------ RECORDS SHOWN ------
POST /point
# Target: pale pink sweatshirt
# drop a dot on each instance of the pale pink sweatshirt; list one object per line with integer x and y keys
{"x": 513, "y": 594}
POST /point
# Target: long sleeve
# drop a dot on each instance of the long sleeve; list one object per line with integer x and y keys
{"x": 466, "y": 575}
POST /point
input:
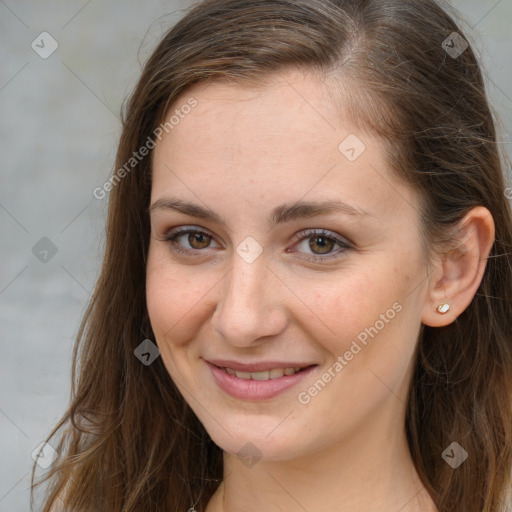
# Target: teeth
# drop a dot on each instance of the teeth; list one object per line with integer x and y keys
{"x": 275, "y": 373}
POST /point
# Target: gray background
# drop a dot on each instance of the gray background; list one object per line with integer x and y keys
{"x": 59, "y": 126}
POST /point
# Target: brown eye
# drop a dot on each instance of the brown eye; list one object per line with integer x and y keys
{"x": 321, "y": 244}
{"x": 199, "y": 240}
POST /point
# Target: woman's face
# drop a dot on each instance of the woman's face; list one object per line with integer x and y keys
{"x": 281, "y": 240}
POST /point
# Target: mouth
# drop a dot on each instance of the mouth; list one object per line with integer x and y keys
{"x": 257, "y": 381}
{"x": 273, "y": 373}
------
#### [OBJECTIVE]
Can you output every line of the records above verbatim, leaving out the picture?

#### [RESULT OF THIS EXERCISE]
POST /point
# Target: pale pink sweatshirt
# drop a dot on each instance of the pale pink sweatshirt; list one object per line with integer x and y keys
{"x": 513, "y": 594}
POST /point
# Target: long sleeve
# drop a dot on each instance of the long sleeve; list one object per line with integer x and y keys
{"x": 466, "y": 575}
POST /point
input:
# Target: teeth
# drop a dot on each instance of the teeth; list one object per line with integer x and y keys
{"x": 275, "y": 373}
POST /point
# Target: gray background
# drop a dot on each instance of the gray background; list one object per line with integer x and y keys
{"x": 59, "y": 126}
POST /point
# Target: brown eye
# drop a dot on each instance of the brown eye; list one object per line with integer x and y keys
{"x": 321, "y": 244}
{"x": 199, "y": 240}
POST /point
# Target: woman's face
# drop a dot on each instance of the woman's face; list one object per line with integer x and y keys
{"x": 281, "y": 240}
POST /point
# Target: mouth
# drop a dot on each instance of the mouth; list one object per line with integer x and y keys
{"x": 257, "y": 381}
{"x": 273, "y": 373}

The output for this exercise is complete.